(Items from a dataset)
Segment Open
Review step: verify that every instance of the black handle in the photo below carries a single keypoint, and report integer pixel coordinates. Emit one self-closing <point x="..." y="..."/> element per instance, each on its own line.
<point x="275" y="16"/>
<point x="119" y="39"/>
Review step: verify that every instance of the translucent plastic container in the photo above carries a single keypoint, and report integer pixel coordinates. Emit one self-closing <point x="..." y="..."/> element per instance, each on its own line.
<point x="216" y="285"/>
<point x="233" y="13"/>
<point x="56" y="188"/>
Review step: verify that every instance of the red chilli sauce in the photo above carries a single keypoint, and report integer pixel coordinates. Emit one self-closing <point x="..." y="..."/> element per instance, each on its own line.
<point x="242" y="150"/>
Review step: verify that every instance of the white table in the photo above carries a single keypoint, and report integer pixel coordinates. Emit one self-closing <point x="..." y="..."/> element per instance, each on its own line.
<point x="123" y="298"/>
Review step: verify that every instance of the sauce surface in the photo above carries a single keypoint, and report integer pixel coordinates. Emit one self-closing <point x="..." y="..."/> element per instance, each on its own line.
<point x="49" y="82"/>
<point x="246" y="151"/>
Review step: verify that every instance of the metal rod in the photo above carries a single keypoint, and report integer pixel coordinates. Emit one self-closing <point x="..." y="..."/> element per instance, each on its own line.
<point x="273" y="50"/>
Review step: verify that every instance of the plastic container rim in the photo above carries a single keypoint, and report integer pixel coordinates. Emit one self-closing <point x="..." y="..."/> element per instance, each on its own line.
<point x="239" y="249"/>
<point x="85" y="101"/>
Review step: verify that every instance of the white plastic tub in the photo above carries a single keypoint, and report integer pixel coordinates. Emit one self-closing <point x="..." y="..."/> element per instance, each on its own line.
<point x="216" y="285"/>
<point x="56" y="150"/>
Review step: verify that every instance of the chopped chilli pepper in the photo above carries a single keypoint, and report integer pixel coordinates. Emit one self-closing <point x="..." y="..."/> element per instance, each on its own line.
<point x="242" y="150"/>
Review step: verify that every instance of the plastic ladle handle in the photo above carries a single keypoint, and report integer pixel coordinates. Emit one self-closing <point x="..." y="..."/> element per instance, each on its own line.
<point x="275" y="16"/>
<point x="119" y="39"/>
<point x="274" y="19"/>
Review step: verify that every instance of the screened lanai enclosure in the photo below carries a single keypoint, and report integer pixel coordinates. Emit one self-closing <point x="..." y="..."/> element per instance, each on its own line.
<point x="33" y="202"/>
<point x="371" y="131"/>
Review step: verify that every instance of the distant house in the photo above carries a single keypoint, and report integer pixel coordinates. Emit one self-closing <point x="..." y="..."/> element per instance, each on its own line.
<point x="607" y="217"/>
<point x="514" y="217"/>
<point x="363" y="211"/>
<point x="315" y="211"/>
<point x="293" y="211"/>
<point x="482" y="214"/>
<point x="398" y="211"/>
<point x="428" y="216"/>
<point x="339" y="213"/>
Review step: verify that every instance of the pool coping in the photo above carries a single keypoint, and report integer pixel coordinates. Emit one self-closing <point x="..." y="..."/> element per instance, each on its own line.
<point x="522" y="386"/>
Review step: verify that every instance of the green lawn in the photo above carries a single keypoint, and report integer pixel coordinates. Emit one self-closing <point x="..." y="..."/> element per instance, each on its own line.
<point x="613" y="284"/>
Segment Closed
> **REQUIREMENT**:
Each line of the data must be copied exactly as it appears.

> **TASK OUTPUT**:
Review step: verify that every instance of the black handle in the photo below carries a single keypoint, and report integer pixel coordinates. Emit one self-closing <point x="..." y="..."/> element per instance, each on its own line.
<point x="275" y="16"/>
<point x="119" y="39"/>
Review step: verify that every instance of the translucent plastic container in the photo above carries a single keypoint, and report integer pixel coordinates. Emit one self-closing <point x="..." y="..."/> element per instance, each on its own line.
<point x="216" y="285"/>
<point x="233" y="13"/>
<point x="56" y="188"/>
Review step: verify that every instance of the red chilli sauce in the photo above carries a single keypoint, and report integer pixel coordinates. Emit one self-closing <point x="..." y="..."/> element per instance, each on its own line.
<point x="242" y="150"/>
Review step: verify that every instance of the white table in the photo above carries a single keypoint, and report integer pixel coordinates. Emit one self-closing <point x="..." y="..."/> element per instance, each on its own line.
<point x="123" y="298"/>
Review step: verify that every instance of the sauce surface in the photo above carries a single keypoint, and report integer pixel coordinates. Emit one self-closing <point x="..." y="..."/> element per instance, each on its own line.
<point x="49" y="82"/>
<point x="246" y="151"/>
Review step: verify that every instance of the metal rod in the photo above carries a single keypoint, and report integer pixel coordinates. Emit one self-closing <point x="..." y="..."/> element per instance, each on its own line.
<point x="273" y="50"/>
Review step: verify that every instance of the plastic container rim in the photo above carries a single keypoint, and report integer pixel coordinates. Emit one self-closing <point x="..." y="..."/> element per instance, each on its own line.
<point x="239" y="249"/>
<point x="85" y="101"/>
Review step: verify that every instance of the white plastic tub in the photo above carries a single keypoint, and report integer pixel coordinates. Emit one self-closing <point x="..." y="..."/> element per instance, each on its own line.
<point x="216" y="285"/>
<point x="56" y="150"/>
Review step: verify that every instance of the chopped chilli pepper in the photo above carries a single keypoint, and report integer pixel coordinates. Emit one self-closing <point x="..." y="..."/> element per instance, each on its own line.
<point x="242" y="150"/>
Review step: verify that every instance of the plastic ladle handle in the photo above carries a single keypoint, and report integer pixel coordinates. Emit one self-closing <point x="..." y="..."/> element per instance, each on its own line.
<point x="275" y="16"/>
<point x="119" y="39"/>
<point x="274" y="19"/>
Review step: verify that every instance of the screened lanai enclosure in the photo below carries a single keypoint, and report integer pixel coordinates. Emit one self-closing <point x="..." y="..."/> element per instance, each on its own line.
<point x="33" y="202"/>
<point x="371" y="131"/>
Review step: verify that every instance of the distant house in the photo above carries a single keypoint, and report integer pixel coordinates. Emit one self-closing <point x="..." y="..."/> element per instance, each on its own line.
<point x="607" y="217"/>
<point x="514" y="217"/>
<point x="363" y="211"/>
<point x="315" y="211"/>
<point x="293" y="211"/>
<point x="482" y="214"/>
<point x="398" y="211"/>
<point x="428" y="216"/>
<point x="339" y="213"/>
Review step: verify that every instance of the pool coping in the photo above carries a single keypoint, and report integer pixel coordinates. Emit one self-closing <point x="..." y="..."/> element per instance, each on its own line.
<point x="522" y="386"/>
Review step: verify that every instance of the green lawn in the photo above carries a single keypoint, and report integer pixel coordinates. Emit one self-closing <point x="..." y="..."/> element per instance, each on its own line.
<point x="613" y="284"/>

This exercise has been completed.